/---

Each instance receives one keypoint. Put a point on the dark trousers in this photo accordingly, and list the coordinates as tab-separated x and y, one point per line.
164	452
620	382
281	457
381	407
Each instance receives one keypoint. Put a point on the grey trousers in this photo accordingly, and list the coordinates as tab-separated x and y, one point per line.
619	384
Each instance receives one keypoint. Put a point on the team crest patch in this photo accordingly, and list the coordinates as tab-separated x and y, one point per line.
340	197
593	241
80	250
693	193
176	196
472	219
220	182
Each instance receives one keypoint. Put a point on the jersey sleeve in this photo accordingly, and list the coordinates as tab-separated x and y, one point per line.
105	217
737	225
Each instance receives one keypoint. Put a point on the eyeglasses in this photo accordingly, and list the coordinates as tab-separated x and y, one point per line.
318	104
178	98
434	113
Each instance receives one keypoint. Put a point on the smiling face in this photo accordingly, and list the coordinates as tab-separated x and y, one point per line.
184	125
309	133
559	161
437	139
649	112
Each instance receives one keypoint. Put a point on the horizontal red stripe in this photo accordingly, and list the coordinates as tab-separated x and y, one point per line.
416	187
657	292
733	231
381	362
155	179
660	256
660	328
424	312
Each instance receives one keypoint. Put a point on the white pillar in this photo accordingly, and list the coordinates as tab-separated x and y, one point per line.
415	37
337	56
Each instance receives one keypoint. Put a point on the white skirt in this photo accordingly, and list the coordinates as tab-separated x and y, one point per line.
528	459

\---
/---

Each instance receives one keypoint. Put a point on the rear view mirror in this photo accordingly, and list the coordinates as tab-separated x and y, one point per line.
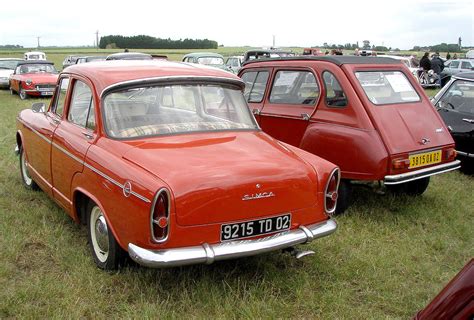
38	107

\---

Locate every line in the items above that contains the word "white", and copy each of those lines in full.

### Exercise result:
Each instance receives one keypoint. Put a point on the white pillar in this photo accordingly, and list the coordinates as tab-separated x and y, one point per line.
Each instance receives one keypoint. Put a point on the white skirt in this photo accordingly, and list the coordinates as tab-separated x and y, one point per line.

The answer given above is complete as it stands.